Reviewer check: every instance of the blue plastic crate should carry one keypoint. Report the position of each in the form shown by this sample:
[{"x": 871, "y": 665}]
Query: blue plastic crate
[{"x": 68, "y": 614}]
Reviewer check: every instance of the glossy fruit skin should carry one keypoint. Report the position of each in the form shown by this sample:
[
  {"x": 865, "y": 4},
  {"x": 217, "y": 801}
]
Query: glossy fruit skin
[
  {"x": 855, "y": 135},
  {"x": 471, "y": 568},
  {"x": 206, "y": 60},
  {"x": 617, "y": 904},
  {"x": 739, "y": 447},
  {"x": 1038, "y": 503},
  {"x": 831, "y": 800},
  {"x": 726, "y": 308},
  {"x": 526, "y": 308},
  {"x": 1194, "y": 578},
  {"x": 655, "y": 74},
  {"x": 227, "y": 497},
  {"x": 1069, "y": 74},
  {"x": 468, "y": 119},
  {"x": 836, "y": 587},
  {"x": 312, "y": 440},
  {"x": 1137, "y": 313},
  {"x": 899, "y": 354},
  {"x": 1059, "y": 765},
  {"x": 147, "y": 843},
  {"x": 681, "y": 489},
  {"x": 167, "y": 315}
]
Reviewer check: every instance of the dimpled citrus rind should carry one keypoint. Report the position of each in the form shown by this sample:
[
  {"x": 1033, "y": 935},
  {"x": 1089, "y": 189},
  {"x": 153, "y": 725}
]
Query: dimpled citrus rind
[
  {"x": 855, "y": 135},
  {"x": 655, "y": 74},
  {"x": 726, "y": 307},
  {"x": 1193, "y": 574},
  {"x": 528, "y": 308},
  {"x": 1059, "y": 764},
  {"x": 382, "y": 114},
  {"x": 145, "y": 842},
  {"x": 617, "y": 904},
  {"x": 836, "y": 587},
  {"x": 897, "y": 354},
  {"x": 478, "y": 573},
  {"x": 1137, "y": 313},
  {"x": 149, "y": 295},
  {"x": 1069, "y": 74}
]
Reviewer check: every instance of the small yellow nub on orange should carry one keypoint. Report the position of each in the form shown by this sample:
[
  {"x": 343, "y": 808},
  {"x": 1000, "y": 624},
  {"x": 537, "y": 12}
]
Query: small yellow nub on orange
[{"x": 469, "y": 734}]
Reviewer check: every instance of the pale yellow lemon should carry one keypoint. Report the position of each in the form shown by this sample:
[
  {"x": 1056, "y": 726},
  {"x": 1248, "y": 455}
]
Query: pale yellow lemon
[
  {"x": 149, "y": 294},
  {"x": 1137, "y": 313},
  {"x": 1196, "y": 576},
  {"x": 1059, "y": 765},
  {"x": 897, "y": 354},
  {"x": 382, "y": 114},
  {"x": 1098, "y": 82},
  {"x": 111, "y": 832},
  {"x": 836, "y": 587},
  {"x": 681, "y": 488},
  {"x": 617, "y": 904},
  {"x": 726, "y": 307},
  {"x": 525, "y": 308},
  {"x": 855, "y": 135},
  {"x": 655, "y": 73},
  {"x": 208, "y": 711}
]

--

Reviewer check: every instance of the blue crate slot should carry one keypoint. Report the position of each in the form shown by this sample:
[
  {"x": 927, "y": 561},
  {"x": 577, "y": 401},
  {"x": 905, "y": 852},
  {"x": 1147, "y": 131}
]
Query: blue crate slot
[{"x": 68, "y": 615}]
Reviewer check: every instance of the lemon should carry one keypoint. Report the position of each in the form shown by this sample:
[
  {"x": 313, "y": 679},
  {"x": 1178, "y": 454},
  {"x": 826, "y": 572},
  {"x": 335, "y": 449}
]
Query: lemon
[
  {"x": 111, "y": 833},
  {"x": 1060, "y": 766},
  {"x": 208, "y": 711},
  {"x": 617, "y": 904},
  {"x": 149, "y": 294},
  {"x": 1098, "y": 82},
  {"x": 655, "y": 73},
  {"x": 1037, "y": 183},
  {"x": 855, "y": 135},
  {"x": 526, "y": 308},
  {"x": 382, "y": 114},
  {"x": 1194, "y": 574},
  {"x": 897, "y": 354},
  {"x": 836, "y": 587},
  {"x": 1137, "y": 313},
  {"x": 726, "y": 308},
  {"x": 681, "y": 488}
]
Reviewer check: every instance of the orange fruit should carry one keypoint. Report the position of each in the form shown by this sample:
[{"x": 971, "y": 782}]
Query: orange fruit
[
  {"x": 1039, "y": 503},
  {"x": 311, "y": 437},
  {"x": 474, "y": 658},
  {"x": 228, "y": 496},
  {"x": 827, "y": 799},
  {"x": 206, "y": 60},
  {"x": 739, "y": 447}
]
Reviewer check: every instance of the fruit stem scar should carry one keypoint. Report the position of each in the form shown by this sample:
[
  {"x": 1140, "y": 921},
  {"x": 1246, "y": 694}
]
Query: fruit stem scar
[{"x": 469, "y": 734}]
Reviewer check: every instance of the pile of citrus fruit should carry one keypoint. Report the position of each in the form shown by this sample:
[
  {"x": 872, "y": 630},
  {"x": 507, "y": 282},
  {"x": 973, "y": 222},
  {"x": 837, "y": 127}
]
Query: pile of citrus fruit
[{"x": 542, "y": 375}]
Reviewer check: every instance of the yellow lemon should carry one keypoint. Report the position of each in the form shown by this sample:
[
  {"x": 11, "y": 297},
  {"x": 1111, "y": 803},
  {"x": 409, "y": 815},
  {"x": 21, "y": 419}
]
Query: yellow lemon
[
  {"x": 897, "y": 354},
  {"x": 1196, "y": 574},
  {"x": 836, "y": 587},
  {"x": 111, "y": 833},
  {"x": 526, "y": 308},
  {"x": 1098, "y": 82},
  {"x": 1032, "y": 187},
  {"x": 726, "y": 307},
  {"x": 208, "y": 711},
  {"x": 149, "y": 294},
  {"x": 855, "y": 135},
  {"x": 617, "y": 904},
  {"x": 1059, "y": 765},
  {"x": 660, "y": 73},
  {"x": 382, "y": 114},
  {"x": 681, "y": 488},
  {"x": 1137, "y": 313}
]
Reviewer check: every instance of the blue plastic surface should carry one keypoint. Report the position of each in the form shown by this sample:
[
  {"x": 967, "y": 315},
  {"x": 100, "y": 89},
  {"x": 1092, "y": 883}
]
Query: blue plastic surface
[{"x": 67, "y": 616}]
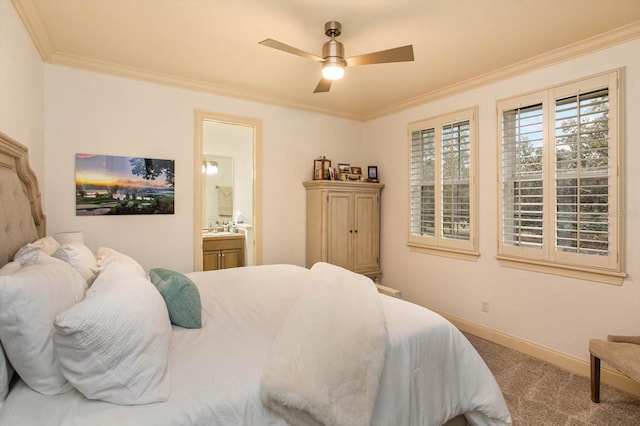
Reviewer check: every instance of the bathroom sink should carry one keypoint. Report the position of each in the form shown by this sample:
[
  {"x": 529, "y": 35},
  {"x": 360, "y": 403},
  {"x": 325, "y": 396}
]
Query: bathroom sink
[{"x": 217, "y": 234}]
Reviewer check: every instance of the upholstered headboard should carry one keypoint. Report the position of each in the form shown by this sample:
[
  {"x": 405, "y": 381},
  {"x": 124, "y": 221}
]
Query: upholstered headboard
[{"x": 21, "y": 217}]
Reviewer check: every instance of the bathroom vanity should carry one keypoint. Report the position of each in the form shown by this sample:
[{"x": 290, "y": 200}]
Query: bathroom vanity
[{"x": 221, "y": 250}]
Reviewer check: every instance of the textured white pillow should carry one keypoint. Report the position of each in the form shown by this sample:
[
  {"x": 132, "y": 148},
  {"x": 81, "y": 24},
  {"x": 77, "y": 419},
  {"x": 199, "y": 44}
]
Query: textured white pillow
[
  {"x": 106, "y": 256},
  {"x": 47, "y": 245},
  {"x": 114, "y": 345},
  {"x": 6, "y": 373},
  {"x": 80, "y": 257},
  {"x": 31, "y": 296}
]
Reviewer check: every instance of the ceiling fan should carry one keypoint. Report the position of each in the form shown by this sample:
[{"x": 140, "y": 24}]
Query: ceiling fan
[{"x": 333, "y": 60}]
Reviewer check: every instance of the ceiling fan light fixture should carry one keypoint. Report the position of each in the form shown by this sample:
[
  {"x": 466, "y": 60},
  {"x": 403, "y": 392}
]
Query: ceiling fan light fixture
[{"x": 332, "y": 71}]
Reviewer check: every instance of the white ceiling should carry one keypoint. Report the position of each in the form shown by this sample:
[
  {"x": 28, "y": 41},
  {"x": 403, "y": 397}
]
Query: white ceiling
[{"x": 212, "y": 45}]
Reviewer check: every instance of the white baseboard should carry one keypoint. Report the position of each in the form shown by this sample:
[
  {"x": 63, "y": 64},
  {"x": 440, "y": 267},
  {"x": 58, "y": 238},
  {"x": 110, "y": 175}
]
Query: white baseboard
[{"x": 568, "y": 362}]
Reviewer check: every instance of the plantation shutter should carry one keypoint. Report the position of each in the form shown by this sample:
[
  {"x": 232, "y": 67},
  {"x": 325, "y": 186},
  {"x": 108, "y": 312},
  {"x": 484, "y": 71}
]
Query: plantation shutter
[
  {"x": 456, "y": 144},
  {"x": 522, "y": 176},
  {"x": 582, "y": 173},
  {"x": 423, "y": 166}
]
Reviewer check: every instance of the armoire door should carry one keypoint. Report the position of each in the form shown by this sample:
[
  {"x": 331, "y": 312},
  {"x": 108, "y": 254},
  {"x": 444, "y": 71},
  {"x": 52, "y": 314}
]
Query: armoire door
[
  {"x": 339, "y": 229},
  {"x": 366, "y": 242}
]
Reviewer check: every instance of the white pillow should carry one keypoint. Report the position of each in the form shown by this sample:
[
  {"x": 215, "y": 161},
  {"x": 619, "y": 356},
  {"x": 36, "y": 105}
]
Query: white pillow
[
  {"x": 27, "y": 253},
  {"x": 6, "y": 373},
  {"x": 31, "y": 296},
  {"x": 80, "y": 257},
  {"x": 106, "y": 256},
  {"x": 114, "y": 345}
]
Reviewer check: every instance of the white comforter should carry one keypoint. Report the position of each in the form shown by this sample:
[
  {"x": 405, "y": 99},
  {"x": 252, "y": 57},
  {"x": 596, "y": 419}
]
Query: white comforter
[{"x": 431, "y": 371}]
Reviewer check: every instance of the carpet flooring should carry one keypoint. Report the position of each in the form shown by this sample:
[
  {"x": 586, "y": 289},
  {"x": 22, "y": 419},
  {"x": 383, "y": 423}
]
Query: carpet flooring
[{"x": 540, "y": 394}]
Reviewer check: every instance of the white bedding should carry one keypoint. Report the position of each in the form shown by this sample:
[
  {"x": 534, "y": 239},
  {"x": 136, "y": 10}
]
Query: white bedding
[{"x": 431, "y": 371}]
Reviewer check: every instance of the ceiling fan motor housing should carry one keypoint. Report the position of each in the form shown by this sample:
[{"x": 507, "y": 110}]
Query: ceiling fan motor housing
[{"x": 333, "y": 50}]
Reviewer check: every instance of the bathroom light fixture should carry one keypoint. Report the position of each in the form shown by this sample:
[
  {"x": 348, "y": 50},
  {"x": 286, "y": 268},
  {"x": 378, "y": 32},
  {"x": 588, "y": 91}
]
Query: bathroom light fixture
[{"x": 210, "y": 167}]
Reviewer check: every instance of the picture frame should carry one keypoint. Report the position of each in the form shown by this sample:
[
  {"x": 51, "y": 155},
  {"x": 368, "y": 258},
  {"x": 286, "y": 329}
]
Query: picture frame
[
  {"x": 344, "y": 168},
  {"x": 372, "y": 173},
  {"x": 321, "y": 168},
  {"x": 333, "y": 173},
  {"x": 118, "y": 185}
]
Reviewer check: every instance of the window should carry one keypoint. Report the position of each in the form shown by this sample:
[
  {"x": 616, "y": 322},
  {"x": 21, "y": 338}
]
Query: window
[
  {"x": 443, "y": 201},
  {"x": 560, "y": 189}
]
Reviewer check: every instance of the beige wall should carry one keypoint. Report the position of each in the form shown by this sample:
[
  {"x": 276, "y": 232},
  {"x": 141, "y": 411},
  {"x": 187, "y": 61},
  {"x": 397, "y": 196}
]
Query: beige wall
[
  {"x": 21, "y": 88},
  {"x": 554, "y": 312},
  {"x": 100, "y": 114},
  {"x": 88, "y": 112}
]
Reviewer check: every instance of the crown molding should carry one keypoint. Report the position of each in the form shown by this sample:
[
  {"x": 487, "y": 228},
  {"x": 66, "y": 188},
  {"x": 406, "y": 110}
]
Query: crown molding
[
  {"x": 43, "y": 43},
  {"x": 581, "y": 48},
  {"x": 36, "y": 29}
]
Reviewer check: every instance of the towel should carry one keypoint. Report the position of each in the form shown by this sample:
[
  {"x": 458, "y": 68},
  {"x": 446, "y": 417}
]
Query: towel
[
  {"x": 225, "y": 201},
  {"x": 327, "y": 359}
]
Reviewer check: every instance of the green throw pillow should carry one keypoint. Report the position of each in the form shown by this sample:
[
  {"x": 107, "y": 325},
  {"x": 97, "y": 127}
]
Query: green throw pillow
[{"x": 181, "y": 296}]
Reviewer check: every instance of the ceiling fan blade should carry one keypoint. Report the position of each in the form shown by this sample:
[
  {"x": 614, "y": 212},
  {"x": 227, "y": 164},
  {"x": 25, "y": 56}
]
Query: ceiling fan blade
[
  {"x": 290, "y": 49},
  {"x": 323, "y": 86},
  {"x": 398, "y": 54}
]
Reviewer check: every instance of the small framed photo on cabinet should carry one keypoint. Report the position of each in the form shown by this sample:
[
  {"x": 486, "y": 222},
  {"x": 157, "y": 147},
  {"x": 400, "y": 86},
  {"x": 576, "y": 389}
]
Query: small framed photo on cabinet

■ Objetivo de la tarea: ¿Qué líneas de arriba contienen la palabra "bathroom"? Encuéntralas y cópialas completas, distinguiendo entre mayúsculas y minúsculas.

■ Respuesta completa:
Reviewer check: every instance of the bathroom sink should carry one keypoint. Report the position of each in the form shown by this sample:
Query: bathroom sink
Reviewer check: every instance of the bathroom vanity should carry one keypoint. Report the position of each in the form shown by this sample:
Query: bathroom vanity
Reviewer check: every instance of the bathroom light fixture should carry one keypoint. Report the position of each in the form shown by this sample:
Query: bathroom light fixture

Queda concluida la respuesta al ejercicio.